POLITICS

Pengamat: Ditolak Masyarakat, Tunda Sahkan RUU KUHP Lebih Baik

Indonesiaplus.id – Kuatnya penolakan dari masyarakat membuat Presiden Joko Widodo (Jokowi) memutuskan dengan meminta DPR menunda pengesahan RUU KUHP.

Pengesahan RUU KUHP tidak dilakukan pada periode DPR sekarang dan Presiden meminta Menkumham Yasonna Laoly menjaring berbagai masukan dari masyarakat untuk menyempurnakan RKUHP.

“Protes terus bermunculan di tengah masyarakat belakangan ini merupakan akumulasi dari kemarahan masyarakat atas kesewenang-wenangan pemerintah dan DPR dalam membuat undang-undang (UU), ” ujar pengamat Politik Universitas Al Azhar Indonesia, Ujang Komaruddin di Jakarta, Jumat (20/9/2019).

Bila protes yang muncul tidak direspons dengan baik oleh pemerintah maka tidak menuntut kemungkinan akan semakin menjadi-jadi.

########

** Instruksi Tugas **
Ketik ulang seluruh artikel tentang penundaan pengesahan RUU KUHP di atas tanpa perubahan apa pun.

** Baris Data **
########

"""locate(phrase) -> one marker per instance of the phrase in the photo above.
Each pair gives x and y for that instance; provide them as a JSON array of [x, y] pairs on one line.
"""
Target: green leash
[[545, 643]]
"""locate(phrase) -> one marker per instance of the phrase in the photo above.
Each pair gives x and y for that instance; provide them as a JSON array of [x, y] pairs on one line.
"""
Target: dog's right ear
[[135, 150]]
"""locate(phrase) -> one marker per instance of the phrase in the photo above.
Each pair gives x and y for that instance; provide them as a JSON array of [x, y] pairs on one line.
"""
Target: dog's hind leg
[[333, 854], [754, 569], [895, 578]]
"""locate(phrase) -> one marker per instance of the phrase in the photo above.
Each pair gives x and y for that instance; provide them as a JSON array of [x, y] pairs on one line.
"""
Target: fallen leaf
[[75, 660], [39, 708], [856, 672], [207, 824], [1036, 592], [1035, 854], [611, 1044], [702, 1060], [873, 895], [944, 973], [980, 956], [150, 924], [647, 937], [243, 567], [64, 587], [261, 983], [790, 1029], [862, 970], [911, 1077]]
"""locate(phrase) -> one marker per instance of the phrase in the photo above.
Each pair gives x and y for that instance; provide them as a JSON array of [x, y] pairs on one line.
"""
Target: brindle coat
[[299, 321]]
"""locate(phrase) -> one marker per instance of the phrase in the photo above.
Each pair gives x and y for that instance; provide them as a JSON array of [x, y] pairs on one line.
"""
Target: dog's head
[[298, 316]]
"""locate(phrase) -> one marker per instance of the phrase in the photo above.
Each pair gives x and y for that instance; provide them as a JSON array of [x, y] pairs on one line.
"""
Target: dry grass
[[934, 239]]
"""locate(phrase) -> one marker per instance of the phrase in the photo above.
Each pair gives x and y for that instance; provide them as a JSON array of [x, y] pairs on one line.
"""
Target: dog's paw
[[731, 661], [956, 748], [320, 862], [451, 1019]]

########

** Hasil Tugas **
POLITICS

Pengamat: Ditolak Masyarakat, Tunda Sahkan RUU KUHP Lebih Baik

Indonesiaplus.id – Kuatnya penolakan dari masyarakat membuat Presiden Joko Widodo (Jokowi) memutuskan dengan meminta DPR menunda pengesahan RUU KUHP.

Pengesahan RUU KUHP tidak dilakukan pada periode DPR sekarang dan Presiden meminta Menkumham Yasonna Laoly menjaring berbagai masukan dari masyarakat untuk menyempurnakan RKUHP.

“Protes terus bermunculan di tengah masyarakat belakangan ini merupakan akumulasi dari kemarahan masyarakat atas kesewenang-wenangan pemerintah dan DPR dalam membuat undang-undang (UU), ” ujar pengamat Politik Universitas Al Azhar Indonesia, Ujang Komaruddin di Jakarta, Jumat (20/9/2019).

Bila protes yang muncul tidak direspons dengan baik oleh pemerintah maka tidak menuntut kemungkinan akan semakin menjadi-jadi.